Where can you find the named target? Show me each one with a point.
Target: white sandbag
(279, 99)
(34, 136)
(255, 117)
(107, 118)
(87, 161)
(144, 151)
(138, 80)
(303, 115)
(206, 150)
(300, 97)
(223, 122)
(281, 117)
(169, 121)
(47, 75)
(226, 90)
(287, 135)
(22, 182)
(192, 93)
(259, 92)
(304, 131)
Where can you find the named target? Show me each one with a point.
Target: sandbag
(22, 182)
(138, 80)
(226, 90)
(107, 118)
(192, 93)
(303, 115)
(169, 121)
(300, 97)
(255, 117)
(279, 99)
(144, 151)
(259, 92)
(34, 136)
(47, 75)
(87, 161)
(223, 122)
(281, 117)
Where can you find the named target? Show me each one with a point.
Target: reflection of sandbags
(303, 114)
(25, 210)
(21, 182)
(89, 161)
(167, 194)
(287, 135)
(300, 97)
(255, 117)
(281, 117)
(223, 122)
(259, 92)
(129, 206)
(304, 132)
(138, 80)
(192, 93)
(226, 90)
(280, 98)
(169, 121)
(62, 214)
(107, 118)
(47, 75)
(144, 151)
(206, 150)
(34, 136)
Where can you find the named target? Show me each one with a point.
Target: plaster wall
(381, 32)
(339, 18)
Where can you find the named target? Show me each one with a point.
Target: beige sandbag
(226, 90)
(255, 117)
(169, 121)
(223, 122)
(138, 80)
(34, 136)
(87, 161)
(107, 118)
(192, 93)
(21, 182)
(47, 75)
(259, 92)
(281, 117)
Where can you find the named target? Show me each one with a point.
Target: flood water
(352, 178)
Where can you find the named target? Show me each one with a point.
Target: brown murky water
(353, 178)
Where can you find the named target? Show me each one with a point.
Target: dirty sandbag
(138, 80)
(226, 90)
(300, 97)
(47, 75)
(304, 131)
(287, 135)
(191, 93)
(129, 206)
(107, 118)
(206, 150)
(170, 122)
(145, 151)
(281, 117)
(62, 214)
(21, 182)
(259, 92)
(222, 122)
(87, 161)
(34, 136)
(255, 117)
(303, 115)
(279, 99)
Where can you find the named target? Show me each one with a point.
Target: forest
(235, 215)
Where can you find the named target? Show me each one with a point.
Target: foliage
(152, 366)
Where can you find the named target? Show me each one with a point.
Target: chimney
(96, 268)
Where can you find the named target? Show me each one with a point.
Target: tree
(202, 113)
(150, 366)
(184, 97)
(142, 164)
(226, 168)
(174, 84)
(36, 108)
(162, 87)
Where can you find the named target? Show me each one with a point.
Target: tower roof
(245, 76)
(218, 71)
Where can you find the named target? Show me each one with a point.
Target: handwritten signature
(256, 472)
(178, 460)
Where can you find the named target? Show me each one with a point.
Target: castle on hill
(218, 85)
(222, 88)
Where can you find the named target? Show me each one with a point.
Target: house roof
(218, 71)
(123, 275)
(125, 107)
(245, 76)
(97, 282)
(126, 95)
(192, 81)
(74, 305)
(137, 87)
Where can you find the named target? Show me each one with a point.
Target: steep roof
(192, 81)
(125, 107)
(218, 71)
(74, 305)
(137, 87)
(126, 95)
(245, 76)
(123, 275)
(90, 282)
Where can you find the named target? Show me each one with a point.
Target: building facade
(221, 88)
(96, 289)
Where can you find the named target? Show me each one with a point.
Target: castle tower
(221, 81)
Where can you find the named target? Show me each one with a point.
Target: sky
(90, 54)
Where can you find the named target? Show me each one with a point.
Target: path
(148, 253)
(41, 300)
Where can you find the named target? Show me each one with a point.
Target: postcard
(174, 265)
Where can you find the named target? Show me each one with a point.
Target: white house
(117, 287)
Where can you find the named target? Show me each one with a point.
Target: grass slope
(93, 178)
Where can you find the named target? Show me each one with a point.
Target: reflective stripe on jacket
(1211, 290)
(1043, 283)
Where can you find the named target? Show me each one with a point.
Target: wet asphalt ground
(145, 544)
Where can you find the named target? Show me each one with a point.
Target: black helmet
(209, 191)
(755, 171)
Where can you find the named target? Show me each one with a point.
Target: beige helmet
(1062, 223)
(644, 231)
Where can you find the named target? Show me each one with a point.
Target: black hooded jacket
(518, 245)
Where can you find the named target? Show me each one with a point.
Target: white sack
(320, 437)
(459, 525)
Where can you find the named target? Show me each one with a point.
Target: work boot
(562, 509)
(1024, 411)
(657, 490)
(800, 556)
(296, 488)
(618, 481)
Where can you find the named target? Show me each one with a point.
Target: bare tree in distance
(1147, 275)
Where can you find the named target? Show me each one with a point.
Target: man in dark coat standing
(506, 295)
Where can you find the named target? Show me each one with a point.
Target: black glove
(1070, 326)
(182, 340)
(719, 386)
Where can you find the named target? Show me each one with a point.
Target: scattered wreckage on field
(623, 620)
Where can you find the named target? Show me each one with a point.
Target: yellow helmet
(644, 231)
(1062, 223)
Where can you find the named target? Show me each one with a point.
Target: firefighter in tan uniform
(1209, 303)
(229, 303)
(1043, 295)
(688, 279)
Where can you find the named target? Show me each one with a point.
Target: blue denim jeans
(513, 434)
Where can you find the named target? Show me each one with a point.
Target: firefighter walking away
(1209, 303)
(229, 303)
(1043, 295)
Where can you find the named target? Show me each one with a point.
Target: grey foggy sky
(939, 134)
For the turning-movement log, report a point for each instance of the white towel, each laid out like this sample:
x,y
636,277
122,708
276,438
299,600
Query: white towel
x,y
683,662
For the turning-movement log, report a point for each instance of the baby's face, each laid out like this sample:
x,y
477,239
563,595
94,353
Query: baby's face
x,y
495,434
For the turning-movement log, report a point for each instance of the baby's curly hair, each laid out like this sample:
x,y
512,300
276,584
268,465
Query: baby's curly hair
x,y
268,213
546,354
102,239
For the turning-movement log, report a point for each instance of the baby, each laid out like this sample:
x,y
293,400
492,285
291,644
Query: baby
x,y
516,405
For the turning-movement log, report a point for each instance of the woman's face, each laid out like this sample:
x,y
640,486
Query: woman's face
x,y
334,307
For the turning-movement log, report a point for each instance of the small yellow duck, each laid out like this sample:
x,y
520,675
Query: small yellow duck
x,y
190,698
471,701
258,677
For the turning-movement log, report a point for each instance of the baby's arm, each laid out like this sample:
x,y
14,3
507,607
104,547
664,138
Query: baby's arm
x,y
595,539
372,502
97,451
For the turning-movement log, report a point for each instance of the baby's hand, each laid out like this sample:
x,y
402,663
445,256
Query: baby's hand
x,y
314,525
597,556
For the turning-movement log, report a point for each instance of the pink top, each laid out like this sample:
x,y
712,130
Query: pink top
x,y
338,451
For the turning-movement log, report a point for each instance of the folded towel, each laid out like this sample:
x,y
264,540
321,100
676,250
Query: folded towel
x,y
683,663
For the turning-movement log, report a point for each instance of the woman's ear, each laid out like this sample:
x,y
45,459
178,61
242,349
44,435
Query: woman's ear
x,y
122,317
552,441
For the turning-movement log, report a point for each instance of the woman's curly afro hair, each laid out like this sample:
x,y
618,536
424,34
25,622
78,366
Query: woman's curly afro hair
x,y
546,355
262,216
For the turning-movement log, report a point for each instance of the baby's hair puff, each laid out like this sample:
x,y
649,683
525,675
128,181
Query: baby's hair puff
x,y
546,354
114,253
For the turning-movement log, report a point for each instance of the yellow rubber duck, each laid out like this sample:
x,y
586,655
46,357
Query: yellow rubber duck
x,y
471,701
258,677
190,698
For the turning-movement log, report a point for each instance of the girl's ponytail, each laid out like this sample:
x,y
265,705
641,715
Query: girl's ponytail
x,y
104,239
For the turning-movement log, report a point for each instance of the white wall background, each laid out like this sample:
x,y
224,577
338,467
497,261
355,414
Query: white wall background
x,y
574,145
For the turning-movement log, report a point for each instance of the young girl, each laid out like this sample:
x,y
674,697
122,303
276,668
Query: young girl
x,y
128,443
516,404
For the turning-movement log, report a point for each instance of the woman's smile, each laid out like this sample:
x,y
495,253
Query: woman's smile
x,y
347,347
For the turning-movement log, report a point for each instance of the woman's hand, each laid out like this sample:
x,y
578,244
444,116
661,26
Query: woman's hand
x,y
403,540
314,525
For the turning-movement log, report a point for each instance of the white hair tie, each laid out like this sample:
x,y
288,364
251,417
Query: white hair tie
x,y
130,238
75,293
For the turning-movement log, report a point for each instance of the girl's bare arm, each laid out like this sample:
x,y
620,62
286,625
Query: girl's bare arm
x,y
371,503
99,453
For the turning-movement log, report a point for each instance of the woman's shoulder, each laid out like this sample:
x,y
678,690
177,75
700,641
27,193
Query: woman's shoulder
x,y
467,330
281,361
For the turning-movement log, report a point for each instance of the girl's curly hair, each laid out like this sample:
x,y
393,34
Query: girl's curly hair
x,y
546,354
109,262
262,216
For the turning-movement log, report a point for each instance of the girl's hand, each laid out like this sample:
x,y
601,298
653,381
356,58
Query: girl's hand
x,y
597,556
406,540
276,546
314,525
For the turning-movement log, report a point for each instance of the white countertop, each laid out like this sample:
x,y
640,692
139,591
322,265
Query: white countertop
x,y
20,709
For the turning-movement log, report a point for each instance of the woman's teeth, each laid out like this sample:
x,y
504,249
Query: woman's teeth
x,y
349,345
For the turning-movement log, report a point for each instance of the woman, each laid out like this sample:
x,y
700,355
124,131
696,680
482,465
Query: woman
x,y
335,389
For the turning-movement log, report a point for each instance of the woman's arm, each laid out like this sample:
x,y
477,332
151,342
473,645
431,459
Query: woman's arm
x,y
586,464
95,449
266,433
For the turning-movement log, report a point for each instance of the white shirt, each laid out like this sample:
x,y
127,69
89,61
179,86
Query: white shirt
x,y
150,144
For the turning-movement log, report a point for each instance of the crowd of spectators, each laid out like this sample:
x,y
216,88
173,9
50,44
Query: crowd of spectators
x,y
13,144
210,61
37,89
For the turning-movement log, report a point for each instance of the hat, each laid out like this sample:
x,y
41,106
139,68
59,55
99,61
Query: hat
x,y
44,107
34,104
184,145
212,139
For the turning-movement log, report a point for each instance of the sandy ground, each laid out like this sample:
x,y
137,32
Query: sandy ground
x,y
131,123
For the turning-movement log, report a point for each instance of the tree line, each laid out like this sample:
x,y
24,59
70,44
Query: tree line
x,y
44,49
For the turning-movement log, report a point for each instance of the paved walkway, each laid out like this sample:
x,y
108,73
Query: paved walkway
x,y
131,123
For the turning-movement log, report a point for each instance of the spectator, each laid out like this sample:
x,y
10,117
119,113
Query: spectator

> _DIRECTIONS_: Return exactly the lines from the one containing "woman's teeth, each" through the last line of the records above, both included, and nothing else.

> _ANSWER BELOW_:
For the turning-movement log, report a point for each instance of the woman's teeth, each laid out like this sample:
x,y
504,249
Query: woman's teeth
x,y
349,345
For the turning-movement log, report a point for each instance of the woman, each laid out like this sample:
x,y
700,355
124,131
696,680
482,465
Query: woman
x,y
335,389
For the turning-movement log, report a point for each instance of the woman's arm, each laid out like this sample:
x,y
477,332
151,342
473,645
431,459
Query: woman's arm
x,y
586,464
95,449
266,433
For the turning-movement log, report a point for each instance of the white shirt, each laid out like this sample:
x,y
127,69
89,61
179,86
Query: white shirt
x,y
150,144
For the turning-movement log, report a point for each instance of the crowd of spectators, each laid out like this sample:
x,y
216,88
173,9
50,44
Query: crowd of spectators
x,y
13,144
210,61
37,89
For the turning-movement log, report a point for each instance of the hat, each laid out like this sample:
x,y
41,106
139,68
59,55
99,61
Query: hat
x,y
44,107
34,104
184,145
212,139
For the turning-movement log, report a point for each instance of the sandy ground, each laid out like this sample:
x,y
137,32
Query: sandy ground
x,y
131,123
For the turning-movement log, report a point for each instance of the tree line, each laid out like this sample:
x,y
24,59
70,44
Query: tree line
x,y
44,49
For the turning-movement log, report a point for each instance of the paved walkway, each laid out like this sample:
x,y
108,73
Query: paved walkway
x,y
131,123
For the turning-movement log, report a point for each instance of the spectator, each laid out like this sample:
x,y
10,117
119,113
Query: spectator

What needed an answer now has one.